PROVIDED DATA:
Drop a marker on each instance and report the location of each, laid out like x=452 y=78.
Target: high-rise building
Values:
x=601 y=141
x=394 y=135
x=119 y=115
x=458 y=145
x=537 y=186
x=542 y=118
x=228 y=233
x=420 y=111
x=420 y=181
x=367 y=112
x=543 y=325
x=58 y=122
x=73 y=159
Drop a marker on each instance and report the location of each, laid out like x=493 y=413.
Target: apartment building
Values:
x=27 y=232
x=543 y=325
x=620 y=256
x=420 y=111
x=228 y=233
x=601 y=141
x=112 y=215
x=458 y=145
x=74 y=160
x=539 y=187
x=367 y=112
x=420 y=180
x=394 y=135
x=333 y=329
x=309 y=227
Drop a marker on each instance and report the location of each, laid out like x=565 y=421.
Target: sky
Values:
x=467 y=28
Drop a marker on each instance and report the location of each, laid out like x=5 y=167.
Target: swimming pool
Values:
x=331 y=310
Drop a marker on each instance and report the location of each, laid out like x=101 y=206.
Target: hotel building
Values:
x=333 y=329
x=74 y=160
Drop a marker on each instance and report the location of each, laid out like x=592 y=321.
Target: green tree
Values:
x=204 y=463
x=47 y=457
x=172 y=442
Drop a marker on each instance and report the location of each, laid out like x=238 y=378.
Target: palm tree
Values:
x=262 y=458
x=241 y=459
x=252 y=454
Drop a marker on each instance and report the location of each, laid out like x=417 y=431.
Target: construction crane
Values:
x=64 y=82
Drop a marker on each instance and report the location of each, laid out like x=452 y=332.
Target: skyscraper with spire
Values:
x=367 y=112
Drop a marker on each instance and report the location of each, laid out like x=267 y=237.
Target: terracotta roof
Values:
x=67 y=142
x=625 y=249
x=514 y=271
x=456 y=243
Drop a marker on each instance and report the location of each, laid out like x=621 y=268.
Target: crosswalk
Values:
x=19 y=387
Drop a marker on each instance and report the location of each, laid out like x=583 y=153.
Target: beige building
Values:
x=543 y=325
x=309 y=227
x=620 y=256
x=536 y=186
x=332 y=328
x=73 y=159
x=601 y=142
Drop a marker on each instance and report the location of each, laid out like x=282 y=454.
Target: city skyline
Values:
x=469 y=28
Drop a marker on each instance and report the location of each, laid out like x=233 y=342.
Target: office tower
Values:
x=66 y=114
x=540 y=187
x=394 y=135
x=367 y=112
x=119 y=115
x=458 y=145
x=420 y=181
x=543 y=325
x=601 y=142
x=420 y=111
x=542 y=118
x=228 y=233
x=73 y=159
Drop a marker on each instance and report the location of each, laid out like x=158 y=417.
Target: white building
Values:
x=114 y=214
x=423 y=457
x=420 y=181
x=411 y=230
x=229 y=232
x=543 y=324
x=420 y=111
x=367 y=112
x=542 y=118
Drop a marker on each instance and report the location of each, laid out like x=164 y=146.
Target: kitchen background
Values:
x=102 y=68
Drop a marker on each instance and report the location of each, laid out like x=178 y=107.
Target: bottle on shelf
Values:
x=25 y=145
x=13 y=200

...

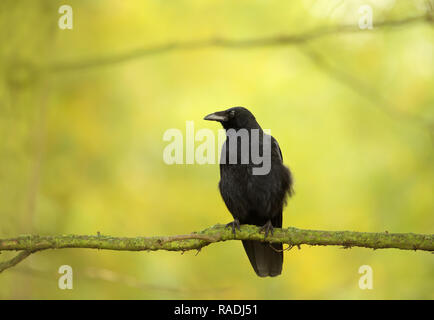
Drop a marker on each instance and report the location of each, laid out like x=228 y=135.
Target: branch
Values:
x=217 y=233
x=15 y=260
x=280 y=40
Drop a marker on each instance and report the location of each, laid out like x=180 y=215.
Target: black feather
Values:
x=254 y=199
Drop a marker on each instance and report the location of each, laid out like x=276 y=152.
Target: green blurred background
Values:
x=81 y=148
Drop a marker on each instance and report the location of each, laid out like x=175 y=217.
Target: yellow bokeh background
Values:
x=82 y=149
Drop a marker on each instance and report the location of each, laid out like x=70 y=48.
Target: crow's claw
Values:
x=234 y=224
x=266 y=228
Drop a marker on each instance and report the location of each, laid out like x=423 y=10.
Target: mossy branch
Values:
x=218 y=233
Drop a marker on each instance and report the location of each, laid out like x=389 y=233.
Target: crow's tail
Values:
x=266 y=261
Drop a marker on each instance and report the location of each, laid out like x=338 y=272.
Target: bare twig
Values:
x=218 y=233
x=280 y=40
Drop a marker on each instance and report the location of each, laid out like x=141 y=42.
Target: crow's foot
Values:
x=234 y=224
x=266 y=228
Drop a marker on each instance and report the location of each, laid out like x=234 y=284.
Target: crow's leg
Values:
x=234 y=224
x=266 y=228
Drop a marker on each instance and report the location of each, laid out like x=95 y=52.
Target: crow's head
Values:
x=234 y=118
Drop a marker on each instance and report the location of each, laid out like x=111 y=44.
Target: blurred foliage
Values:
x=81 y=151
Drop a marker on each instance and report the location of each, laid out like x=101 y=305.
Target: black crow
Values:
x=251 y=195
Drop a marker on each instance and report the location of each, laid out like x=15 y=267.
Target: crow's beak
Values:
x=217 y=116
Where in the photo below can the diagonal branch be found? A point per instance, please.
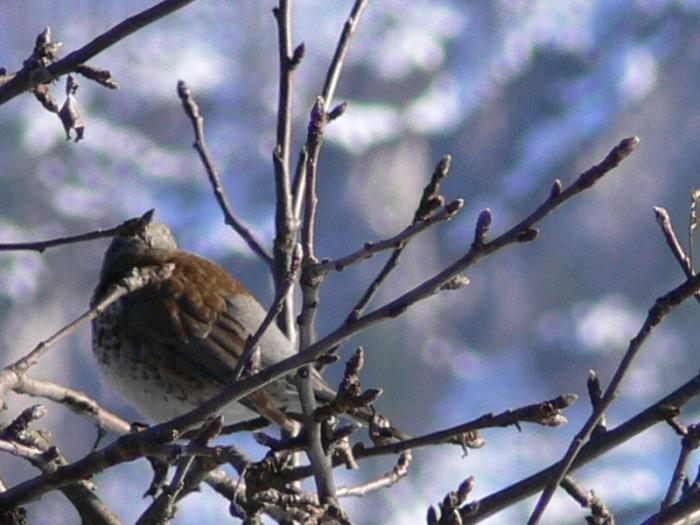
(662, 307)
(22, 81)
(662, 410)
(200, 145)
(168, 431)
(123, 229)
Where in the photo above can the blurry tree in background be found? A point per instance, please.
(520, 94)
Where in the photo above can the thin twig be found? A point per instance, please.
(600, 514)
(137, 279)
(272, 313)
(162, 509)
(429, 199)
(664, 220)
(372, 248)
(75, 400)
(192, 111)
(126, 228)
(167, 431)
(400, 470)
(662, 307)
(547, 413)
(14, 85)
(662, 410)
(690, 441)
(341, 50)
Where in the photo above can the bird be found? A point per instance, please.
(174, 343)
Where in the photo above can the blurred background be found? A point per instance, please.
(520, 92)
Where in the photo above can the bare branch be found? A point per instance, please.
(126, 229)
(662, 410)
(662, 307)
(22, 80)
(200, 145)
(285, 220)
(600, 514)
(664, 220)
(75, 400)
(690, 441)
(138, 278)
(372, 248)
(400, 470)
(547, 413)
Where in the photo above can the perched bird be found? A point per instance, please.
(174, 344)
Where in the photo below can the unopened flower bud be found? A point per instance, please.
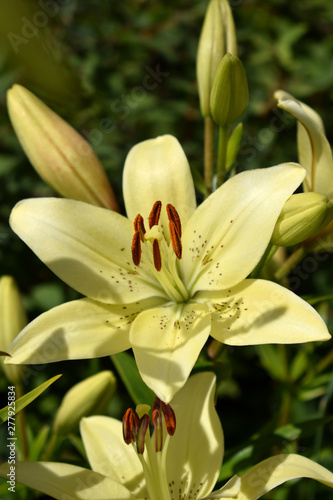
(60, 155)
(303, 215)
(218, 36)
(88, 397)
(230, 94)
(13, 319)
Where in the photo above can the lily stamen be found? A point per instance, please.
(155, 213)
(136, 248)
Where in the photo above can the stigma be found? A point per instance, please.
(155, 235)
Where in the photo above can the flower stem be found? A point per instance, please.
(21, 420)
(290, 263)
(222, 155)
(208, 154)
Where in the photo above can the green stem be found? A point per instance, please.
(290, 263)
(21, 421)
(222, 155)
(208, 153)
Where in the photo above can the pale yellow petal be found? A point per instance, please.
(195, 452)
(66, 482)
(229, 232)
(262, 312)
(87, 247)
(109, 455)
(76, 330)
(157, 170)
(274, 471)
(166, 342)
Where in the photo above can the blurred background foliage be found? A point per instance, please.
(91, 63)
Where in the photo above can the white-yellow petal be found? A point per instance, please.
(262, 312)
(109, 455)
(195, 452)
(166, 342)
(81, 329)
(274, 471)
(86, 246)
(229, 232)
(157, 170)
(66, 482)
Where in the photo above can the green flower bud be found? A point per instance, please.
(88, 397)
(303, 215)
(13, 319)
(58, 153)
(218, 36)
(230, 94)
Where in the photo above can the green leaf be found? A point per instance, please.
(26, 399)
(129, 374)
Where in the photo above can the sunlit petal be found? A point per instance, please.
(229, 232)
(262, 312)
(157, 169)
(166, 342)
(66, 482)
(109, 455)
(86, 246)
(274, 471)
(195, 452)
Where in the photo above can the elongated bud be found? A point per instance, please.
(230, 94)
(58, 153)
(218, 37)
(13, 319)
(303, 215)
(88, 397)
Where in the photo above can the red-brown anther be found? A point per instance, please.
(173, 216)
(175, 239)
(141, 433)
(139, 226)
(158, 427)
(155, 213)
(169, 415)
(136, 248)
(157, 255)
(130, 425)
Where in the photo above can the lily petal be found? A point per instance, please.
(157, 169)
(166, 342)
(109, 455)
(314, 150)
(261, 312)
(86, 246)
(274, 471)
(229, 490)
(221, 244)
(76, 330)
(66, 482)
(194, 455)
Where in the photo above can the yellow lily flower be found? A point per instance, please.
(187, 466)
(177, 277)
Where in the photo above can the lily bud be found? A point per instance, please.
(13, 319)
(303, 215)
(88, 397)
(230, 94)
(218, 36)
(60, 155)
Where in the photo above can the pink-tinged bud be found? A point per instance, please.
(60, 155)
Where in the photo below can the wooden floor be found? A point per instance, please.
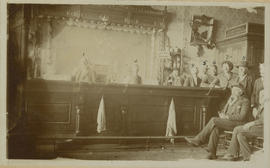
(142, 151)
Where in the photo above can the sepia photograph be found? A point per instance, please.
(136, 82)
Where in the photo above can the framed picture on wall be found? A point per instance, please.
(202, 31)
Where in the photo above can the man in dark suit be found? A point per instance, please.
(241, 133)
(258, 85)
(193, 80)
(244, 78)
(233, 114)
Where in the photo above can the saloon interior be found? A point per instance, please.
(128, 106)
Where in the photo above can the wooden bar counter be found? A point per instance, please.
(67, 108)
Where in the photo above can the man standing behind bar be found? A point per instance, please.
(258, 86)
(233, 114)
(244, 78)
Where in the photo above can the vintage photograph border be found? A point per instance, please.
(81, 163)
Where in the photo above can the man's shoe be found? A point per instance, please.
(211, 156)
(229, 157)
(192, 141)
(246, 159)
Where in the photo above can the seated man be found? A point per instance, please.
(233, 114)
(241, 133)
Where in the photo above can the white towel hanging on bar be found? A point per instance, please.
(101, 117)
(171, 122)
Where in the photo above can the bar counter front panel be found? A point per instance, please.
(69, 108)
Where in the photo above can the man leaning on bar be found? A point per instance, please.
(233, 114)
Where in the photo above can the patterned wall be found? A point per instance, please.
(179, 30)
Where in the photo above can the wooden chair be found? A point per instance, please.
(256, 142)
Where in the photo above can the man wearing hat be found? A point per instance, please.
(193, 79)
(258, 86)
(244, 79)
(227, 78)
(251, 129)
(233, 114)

WHAT IS REQUIRED:
Every line that holds the word "black" should be copied from the listing.

RESULT BELOW:
Target: black feather
Target: black crow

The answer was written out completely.